[SOURCE DATA Boundary: Start]

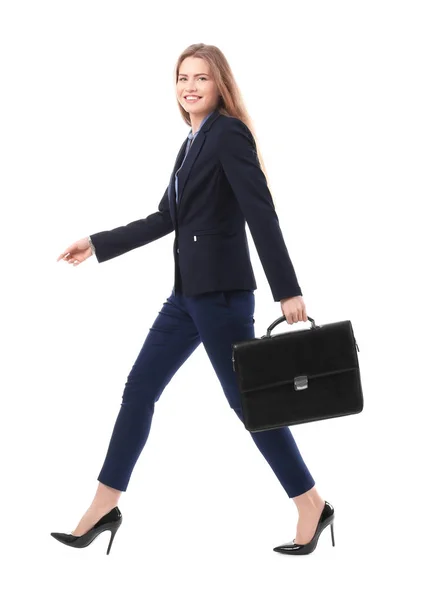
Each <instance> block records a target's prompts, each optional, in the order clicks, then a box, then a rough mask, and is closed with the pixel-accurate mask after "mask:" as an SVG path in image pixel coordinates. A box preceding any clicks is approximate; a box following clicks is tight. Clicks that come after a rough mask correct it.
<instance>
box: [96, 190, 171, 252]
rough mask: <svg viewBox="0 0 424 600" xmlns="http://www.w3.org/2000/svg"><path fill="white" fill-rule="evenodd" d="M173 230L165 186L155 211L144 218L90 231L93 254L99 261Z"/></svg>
mask: <svg viewBox="0 0 424 600" xmlns="http://www.w3.org/2000/svg"><path fill="white" fill-rule="evenodd" d="M173 230H174V224H173V222H172V219H171V216H170V213H169V201H168V187H167V188H166V190H165V193H164V195H163V197H162V200H161V201H160V203H159V206H158V210H157V212H154V213H152V214H151V215H149V216H148V217H145V218H144V219H139V220H138V221H132V222H131V223H128V225H122V226H120V227H115V229H110V230H108V231H99V232H98V233H92V234H91V235H90V238H91V241H92V243H93V245H94V248H95V250H96V253H95V256H96V258H97V261H98V262H99V263H100V262H104V261H106V260H110V259H111V258H115V257H116V256H119V255H120V254H124V253H125V252H129V251H130V250H134V248H138V247H140V246H144V245H145V244H148V243H150V242H153V241H154V240H157V239H159V238H161V237H163V236H164V235H167V234H168V233H171V231H173Z"/></svg>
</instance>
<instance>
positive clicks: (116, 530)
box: [106, 527, 119, 554]
mask: <svg viewBox="0 0 424 600" xmlns="http://www.w3.org/2000/svg"><path fill="white" fill-rule="evenodd" d="M118 529H119V527H117V528H116V529H111V530H110V540H109V545H108V547H107V551H106V554H109V552H110V549H111V548H112V542H113V538H114V537H115V535H116V532H117V531H118Z"/></svg>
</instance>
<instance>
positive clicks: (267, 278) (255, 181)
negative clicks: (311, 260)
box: [219, 117, 302, 302]
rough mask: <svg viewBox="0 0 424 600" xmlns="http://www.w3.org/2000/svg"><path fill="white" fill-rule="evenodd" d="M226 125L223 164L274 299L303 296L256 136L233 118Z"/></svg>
mask: <svg viewBox="0 0 424 600" xmlns="http://www.w3.org/2000/svg"><path fill="white" fill-rule="evenodd" d="M226 121H227V123H226V124H225V131H224V132H223V134H222V137H221V140H220V144H219V155H220V162H221V165H222V168H223V170H224V173H225V176H226V177H227V180H228V182H229V184H230V186H231V188H232V190H233V192H234V195H235V198H236V199H237V201H238V203H239V206H240V208H241V210H242V212H243V214H244V216H245V219H246V221H247V224H248V225H249V229H250V232H251V234H252V238H253V241H254V242H255V246H256V249H257V251H258V255H259V258H260V260H261V263H262V266H263V268H264V271H265V275H266V277H267V279H268V283H269V286H270V288H271V292H272V295H273V298H274V300H275V301H276V302H278V301H279V300H283V299H284V298H290V297H292V296H301V295H302V291H301V289H300V287H299V283H298V281H297V277H296V273H295V271H294V268H293V264H292V262H291V259H290V256H289V254H288V251H287V248H286V244H285V242H284V239H283V234H282V232H281V229H280V224H279V220H278V216H277V213H276V212H275V207H274V203H273V200H272V197H271V192H270V190H269V188H268V185H267V183H266V178H265V175H264V173H263V171H262V169H261V167H260V163H259V159H258V155H257V150H256V144H255V140H254V138H253V135H252V133H251V131H250V130H249V128H248V127H247V126H246V125H245V124H244V123H243V121H241V120H240V119H237V118H235V117H229V118H228V119H226Z"/></svg>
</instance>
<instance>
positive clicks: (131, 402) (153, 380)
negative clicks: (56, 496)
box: [97, 289, 315, 498]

[SOURCE DATA Boundary: End]

TASK DESCRIPTION: Please print exactly the lines from the one containing "positive clicks: (131, 402) (153, 380)" through the last line of the records, both included, and nothing else.

ANSWER FOR THE TASK:
positive clicks: (131, 402) (153, 380)
negative clicks: (56, 496)
box: [97, 289, 315, 498]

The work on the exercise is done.